** start Provided records **

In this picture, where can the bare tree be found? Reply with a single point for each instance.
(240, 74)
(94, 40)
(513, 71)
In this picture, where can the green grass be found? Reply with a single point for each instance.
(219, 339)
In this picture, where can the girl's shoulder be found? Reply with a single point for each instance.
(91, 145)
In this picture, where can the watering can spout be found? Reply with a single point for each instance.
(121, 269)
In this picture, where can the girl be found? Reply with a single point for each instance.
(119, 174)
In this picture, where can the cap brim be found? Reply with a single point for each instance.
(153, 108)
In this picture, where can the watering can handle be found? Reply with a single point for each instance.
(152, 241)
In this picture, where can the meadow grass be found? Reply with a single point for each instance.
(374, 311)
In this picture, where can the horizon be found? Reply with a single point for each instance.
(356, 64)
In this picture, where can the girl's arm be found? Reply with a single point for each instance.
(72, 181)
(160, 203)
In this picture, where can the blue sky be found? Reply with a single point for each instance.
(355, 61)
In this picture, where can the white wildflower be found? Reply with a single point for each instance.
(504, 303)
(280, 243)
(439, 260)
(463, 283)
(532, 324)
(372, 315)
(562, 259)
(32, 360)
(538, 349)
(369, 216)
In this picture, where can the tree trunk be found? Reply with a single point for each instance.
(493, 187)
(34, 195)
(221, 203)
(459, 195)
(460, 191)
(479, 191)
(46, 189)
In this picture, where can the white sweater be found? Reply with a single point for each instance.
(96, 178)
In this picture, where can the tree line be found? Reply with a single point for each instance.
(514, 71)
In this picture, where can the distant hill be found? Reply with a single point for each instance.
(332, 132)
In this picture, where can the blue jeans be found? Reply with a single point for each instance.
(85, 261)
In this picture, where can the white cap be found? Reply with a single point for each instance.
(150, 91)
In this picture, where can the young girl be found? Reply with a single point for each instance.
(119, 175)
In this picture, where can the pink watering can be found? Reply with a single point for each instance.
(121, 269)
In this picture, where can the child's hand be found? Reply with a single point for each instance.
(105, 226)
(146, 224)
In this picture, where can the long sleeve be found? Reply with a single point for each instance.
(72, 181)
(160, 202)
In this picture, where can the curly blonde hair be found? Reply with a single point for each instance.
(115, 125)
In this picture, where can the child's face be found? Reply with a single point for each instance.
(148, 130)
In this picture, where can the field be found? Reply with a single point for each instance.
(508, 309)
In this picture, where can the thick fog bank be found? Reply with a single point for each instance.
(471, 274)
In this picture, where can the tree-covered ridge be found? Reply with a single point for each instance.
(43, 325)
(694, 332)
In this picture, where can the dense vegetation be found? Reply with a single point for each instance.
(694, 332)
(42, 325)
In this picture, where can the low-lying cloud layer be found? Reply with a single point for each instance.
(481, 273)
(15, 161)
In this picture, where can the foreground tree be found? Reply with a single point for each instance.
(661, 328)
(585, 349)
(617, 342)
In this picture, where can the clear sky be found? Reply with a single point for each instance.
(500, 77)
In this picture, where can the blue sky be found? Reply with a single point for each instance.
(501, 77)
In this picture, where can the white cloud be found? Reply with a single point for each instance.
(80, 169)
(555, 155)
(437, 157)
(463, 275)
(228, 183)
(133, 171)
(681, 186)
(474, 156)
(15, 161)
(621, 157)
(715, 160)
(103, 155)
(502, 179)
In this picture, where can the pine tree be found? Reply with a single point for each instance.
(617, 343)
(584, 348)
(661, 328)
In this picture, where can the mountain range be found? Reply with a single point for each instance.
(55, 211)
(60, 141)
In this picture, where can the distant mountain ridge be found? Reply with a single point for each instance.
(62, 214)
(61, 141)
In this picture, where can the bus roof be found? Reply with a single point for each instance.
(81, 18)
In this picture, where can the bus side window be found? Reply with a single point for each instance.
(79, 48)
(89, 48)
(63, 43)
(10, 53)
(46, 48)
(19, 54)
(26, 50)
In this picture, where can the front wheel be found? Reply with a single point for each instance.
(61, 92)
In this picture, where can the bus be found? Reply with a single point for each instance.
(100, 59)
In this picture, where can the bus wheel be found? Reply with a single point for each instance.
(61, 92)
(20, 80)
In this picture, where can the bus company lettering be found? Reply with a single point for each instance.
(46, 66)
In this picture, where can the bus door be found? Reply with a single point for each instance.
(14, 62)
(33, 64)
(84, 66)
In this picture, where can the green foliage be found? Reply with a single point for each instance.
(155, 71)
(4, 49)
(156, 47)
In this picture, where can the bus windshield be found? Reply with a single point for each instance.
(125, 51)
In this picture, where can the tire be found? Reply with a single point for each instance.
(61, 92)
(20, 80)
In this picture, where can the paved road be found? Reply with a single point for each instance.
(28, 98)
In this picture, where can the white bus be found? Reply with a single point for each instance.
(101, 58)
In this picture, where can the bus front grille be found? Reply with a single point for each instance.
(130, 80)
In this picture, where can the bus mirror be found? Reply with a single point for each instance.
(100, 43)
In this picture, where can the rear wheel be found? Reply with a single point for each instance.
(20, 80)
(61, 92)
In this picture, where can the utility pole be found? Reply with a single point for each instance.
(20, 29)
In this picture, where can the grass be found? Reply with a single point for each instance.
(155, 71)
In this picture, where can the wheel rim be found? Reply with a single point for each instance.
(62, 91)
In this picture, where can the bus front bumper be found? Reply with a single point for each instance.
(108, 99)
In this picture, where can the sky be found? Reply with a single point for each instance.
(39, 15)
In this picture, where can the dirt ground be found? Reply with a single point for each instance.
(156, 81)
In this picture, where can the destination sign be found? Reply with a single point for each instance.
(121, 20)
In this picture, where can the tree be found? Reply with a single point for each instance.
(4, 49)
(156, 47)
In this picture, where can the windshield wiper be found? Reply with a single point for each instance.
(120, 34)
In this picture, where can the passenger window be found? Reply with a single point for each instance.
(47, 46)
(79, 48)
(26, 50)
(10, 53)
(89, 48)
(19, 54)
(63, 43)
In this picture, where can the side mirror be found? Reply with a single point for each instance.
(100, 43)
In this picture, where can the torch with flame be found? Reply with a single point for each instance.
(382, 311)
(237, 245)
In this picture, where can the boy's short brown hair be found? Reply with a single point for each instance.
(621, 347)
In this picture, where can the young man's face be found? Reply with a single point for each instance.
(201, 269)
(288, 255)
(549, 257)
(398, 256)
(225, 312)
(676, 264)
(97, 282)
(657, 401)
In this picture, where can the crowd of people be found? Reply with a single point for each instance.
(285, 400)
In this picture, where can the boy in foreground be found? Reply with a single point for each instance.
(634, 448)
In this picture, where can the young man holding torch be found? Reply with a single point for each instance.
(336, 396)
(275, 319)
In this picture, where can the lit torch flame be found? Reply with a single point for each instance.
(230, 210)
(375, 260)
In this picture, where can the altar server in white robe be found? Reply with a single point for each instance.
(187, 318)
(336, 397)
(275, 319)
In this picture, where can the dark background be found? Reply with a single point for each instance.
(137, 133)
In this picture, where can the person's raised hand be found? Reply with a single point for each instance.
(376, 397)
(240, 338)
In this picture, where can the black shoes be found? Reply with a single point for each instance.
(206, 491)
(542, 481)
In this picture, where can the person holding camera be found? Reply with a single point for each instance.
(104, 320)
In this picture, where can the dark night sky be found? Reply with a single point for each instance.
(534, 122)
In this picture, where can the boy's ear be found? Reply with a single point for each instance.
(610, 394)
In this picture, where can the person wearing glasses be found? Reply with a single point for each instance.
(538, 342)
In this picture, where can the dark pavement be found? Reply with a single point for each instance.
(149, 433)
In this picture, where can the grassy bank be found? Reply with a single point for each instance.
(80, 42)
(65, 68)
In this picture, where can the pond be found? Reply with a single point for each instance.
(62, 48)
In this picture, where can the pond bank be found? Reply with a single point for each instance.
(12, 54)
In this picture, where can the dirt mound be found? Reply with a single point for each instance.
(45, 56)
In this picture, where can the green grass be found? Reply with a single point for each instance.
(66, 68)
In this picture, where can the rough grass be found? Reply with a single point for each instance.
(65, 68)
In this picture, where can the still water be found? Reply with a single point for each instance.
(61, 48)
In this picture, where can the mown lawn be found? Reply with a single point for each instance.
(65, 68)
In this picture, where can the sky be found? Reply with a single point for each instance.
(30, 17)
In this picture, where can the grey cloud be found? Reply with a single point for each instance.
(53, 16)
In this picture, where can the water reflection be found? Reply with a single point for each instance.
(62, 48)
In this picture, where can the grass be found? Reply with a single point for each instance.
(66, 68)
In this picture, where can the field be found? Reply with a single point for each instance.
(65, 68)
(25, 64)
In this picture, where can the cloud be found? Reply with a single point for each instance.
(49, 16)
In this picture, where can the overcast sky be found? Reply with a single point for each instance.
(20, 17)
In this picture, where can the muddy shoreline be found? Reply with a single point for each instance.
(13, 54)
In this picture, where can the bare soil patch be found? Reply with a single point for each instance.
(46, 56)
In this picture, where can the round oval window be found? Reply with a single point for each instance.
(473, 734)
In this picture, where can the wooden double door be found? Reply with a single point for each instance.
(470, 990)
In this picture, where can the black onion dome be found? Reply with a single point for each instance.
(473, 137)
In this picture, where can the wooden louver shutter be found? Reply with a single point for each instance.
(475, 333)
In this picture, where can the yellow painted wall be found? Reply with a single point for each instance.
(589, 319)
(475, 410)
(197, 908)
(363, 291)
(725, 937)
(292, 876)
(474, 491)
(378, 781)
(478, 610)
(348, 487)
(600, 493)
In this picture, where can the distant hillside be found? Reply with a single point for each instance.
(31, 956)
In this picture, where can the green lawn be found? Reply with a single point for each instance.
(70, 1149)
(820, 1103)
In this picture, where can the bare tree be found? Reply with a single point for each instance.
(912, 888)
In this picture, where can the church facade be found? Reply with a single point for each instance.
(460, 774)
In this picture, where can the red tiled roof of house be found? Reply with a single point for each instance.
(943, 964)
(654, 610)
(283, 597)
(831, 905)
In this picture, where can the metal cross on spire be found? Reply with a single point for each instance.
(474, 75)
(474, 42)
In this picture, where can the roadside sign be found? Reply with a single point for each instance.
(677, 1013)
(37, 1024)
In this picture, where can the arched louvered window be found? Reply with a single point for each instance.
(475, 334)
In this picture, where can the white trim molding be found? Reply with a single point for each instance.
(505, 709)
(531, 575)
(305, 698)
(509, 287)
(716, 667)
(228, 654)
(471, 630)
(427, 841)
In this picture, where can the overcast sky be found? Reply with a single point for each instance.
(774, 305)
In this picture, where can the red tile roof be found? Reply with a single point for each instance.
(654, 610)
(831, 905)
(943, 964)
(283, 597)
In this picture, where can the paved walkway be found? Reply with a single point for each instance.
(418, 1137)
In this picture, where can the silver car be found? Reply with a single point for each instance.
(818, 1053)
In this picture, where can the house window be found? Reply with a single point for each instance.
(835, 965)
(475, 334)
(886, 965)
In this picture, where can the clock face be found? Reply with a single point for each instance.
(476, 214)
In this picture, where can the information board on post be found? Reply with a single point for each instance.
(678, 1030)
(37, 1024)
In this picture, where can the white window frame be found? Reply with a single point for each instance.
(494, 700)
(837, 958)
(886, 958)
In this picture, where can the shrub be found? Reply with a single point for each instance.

** end Provided records **

Only the lines from the one containing "In this picture, where can the church" to the end of the data should be printed, exactly as they stand.

Answer to the task>
In this picture, where can the church facade be found? Reply with a single point for each instance.
(460, 774)
In this picture, where can the red tiled roof of house be found? Reply with a single point for each instance.
(943, 964)
(654, 610)
(283, 597)
(831, 905)
In this picture, where can the metal cross on spire be found? Reply with a single point for each instance.
(474, 75)
(474, 42)
In this picture, where can the roadside sign be found? Reply with a single point for each instance.
(677, 1013)
(37, 1024)
In this picture, where can the arched louvered window be found? Reply with a single point for each instance.
(475, 334)
In this picture, where can the white trim molding be found? Reply with a single point for each instance.
(505, 709)
(531, 575)
(305, 698)
(509, 287)
(716, 667)
(228, 654)
(471, 630)
(427, 841)
In this picture, where can the overcast sky be found? Reply with a single point for each instance.
(774, 305)
In this picture, where can the red tile roof be found? Reply with a single point for each instance.
(654, 610)
(831, 905)
(943, 964)
(283, 597)
In this picture, where can the paved walkway be found? Reply with a single point for each instance.
(418, 1137)
In this picture, where can the silver car be found? Reply with a single point for each instance.
(818, 1053)
In this picture, where can the house window be found? Reply with a single point for each instance.
(835, 965)
(475, 334)
(886, 965)
In this picture, where can the clock face be found? Reply with a single point for each instance.
(476, 214)
In this picture, where can the information board on post be found? Reply with a single point for each instance.
(678, 1030)
(37, 1024)
In this picture, where can the white window frame be found? Reply with a single point for each instance.
(494, 700)
(837, 958)
(886, 958)
In this picture, where can the shrub be found? Reply with a single point for each instance.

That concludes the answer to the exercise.